▶ Passage provided
■ ■ ■ ■ ■
If the goods are not taken by the Merchant at the time when the Carrier is
entitled to call upon him to take delivery, the Carrier shall be at liberty at
the sole risk and expense of the Merchant to put the goods in safe custody.
For cargoes
of such nature that Port Authorities allow loading and discharge by direct
delivery only, the Merchant shall be notified by the agent if so possible.
Should the Merchant fail to arrange direct delivery all relevant charges
including return freight and handling will be charged to the cargo interests.
6. HAZARDOUS GOODS, MARKINGS. Goods of a dangerous or hazardous nature
and radio-active material must not be tendered for shipment unless a written
certificate of declaration has been given to the Carrier stating:
(a) That the goods, and if applicable the container, flat, trailer, etc. are properly marked, labelled and are adequately packed, and,
(b) The correct technical name, nature and class of dangerous goods. The Merchant shall also be responsible for including such information in the “Particulars Furnished By the Merchant” marking each such item with an “*” in the column entitled <<H.M.>> for Hazardous Merchandise.
■ ■ ■ ■ ■
▶ Rows
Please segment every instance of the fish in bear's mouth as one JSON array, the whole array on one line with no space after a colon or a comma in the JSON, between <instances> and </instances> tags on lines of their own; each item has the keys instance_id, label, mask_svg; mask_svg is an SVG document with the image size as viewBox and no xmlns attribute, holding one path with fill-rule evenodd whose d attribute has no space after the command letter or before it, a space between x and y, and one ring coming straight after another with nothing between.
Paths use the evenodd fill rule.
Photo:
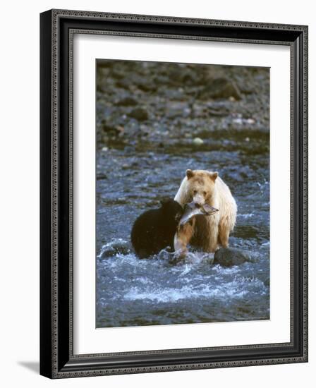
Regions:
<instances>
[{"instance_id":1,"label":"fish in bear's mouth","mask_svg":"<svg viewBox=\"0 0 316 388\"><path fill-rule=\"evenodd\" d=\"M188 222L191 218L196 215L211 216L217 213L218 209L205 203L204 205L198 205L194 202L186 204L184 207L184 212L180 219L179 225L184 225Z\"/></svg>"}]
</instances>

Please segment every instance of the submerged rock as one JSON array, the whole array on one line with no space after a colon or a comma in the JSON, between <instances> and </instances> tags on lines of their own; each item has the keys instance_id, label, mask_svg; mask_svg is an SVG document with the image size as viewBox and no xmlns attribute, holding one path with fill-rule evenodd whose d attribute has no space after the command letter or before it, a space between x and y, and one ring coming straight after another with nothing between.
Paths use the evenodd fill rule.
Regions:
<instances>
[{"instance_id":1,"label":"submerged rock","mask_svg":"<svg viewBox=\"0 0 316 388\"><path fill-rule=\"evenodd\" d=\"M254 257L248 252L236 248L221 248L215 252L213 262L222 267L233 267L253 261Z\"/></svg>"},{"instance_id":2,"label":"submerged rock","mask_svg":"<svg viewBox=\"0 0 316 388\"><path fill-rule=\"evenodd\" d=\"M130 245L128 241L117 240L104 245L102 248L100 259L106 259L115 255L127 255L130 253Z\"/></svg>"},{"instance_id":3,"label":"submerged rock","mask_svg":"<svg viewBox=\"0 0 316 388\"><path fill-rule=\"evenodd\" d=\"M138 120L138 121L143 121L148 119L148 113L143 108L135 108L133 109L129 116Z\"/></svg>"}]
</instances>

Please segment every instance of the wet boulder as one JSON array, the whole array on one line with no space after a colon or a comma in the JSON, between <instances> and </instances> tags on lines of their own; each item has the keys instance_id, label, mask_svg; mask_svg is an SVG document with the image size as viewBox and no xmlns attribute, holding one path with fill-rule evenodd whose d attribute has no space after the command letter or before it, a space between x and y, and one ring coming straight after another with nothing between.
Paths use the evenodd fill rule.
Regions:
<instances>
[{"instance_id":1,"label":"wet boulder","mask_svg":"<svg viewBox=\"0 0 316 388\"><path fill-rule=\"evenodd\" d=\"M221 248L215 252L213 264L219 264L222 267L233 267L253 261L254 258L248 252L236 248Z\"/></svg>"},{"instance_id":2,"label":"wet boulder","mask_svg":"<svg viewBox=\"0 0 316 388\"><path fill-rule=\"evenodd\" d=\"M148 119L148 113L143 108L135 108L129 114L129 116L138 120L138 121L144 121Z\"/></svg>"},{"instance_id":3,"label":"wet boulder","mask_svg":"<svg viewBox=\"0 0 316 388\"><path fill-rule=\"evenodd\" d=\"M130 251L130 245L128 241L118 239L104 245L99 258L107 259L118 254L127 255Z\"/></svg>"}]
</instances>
■ ■ ■ ■ ■
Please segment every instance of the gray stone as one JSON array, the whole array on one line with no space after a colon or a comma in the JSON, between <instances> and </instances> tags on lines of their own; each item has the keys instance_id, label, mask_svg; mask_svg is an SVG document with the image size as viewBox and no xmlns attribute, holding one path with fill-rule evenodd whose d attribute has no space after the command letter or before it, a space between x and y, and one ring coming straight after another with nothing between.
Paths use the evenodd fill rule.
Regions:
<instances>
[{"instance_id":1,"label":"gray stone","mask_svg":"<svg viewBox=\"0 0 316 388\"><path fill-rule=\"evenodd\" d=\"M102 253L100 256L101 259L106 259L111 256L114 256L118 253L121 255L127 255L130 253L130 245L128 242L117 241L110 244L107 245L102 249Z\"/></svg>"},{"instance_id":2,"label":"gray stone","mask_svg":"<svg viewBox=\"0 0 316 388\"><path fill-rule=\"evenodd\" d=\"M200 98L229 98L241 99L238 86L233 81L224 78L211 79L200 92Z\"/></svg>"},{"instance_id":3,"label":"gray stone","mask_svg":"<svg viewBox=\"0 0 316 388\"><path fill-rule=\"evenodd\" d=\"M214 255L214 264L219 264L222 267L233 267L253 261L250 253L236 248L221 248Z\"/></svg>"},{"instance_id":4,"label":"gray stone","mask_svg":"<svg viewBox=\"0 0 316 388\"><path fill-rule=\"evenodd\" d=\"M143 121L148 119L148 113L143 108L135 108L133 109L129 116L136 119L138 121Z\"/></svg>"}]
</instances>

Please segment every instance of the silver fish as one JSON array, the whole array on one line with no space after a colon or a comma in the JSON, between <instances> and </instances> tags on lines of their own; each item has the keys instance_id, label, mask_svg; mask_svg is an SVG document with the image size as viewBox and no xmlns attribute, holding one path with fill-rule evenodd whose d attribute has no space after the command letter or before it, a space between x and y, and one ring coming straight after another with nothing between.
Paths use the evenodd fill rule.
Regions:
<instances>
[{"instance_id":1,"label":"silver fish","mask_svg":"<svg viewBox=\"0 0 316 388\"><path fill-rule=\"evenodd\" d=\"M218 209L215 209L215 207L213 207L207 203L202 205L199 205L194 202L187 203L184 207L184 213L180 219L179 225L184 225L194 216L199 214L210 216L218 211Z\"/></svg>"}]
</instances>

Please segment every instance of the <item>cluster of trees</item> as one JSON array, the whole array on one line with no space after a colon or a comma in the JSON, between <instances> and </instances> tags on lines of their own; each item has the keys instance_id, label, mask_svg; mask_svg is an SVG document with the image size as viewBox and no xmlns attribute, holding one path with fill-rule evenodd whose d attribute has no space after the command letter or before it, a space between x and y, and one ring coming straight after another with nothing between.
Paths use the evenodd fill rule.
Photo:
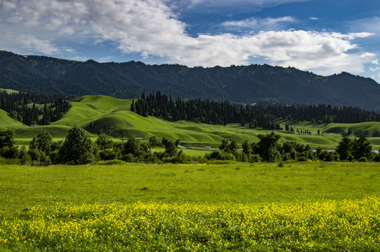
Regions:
■ ■ ■ ■ ■
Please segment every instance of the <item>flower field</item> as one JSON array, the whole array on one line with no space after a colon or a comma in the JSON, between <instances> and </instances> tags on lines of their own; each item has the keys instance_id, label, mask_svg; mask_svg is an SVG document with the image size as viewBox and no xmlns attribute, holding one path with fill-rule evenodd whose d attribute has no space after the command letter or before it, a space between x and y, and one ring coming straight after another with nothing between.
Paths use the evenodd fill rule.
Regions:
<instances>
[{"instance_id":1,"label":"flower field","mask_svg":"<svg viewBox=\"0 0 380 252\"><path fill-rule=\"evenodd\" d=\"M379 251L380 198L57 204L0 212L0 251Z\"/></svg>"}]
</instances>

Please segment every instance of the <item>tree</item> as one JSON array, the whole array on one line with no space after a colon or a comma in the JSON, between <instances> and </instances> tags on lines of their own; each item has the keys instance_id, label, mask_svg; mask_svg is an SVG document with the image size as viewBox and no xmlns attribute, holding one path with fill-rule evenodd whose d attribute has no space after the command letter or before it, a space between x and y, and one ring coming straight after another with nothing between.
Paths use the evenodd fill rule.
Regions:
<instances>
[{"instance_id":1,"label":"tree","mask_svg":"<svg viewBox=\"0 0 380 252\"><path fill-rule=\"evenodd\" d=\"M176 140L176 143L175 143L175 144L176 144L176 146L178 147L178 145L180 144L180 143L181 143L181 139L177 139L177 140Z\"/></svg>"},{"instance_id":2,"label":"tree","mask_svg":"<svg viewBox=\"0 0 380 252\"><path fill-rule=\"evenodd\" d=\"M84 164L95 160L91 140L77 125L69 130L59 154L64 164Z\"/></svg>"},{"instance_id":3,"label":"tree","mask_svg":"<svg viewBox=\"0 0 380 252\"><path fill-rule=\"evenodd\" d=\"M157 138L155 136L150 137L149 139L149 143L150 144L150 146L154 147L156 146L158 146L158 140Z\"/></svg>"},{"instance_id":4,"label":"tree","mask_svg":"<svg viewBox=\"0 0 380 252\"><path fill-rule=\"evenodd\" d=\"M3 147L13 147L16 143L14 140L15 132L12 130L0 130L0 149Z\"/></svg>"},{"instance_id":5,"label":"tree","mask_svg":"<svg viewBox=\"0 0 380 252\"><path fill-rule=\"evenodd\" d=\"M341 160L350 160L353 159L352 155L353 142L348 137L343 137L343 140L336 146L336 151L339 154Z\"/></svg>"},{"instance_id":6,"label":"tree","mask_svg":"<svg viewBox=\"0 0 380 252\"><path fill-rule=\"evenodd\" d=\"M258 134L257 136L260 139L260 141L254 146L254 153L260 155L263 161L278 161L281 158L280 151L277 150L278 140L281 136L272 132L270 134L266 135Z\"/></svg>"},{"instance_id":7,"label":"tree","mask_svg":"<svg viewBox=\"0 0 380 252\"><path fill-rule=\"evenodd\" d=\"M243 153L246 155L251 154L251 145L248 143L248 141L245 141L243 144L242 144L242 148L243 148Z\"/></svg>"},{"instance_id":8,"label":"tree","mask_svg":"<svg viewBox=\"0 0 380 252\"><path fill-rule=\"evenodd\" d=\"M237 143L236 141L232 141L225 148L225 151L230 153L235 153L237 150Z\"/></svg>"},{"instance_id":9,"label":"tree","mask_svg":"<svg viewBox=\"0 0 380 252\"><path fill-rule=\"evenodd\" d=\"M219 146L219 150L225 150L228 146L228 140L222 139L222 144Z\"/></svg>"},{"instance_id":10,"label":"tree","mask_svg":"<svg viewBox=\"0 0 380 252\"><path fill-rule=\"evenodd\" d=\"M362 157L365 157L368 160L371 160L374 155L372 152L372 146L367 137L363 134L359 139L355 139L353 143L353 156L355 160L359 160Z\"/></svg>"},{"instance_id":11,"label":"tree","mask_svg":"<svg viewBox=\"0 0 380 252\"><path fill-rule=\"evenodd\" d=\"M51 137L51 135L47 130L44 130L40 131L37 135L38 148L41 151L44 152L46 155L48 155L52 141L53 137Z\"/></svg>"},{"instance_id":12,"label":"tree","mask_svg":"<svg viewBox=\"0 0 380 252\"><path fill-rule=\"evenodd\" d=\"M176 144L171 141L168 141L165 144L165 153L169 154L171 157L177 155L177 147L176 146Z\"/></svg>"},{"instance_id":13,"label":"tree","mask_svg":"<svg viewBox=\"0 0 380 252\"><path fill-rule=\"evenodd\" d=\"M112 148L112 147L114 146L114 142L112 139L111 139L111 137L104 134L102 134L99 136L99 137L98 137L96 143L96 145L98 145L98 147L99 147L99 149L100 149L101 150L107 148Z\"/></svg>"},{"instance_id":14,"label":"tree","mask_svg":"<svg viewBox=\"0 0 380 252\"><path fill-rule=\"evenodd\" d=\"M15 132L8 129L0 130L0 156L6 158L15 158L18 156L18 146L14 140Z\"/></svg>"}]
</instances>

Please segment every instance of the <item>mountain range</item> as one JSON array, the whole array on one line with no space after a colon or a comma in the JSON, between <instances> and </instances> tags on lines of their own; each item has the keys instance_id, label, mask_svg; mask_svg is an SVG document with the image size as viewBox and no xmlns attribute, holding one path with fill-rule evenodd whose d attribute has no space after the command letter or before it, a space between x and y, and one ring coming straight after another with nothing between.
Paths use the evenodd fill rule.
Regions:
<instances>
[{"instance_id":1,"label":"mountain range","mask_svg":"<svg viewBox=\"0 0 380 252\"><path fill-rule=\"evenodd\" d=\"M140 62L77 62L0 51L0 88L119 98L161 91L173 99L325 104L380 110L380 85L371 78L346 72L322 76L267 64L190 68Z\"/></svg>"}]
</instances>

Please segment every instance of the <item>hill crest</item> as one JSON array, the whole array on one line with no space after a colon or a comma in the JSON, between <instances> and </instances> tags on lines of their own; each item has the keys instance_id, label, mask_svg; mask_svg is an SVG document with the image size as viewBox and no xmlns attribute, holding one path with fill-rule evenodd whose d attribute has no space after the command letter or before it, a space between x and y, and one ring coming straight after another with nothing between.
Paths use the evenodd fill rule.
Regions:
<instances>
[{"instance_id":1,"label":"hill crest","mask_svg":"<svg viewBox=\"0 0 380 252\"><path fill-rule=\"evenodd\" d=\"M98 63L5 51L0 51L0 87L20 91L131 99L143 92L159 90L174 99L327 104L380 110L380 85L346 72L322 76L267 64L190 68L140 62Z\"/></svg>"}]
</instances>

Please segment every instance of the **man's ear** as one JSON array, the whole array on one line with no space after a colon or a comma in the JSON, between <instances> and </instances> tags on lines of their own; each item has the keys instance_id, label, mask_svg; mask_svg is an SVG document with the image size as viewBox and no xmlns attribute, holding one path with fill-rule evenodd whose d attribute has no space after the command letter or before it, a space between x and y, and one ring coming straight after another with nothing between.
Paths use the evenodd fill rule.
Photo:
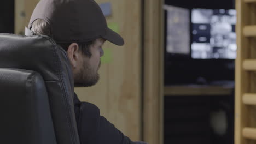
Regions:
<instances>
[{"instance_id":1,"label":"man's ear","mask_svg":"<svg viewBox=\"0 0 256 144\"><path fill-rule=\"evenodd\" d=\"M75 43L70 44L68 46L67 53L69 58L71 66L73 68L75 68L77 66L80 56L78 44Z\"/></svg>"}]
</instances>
■ ■ ■ ■ ■
▶ Your objective
Continue the carriage terms on delivery and hazardous goods, starting right after their last sentence.

▶ Written answer
(c) Marking, Sorting, Etc. The Merchant shall ensure that break-bulk goods shall be distinctly and permanently marked. Each consignment must be sorted according to marks and in such order as to enable separate stowage and corresponding delivery.
7. DEPARTURE AND ARRIVAL DATES in the Carrier’s liner position lists,
sailing lists and other advertisements, are given without any warranty, and no
claims shall be acceptable for any change in the dates nor even in the case of
the vessel’s non-departure for whatever cause. Carrier shall have the right to
change sailing and arrival dates without notice.
8. EXPORT
OR IMPORT IMPEDIMENTS. Should the goods be refused exportation or
importation by any government or authority, or by anybody purporting to act with
the authority of any government of authority, or should the goods in the
Carrier’s opinion be in such condition that he considers it advisable to
discharge, tranship, return, remove or destroy them, then he shall be entitled
to do so at any port or place.
In such case the Merchant shall bear the risk for the goods and the cost
directly or indirectly incurred and in such cases the freight remains earned and
the additional freight is payable by Merchant for extra transportation or
handling or for carriage beyond the port or place where the Carrier would have
been entitled to discharge the goods.
9.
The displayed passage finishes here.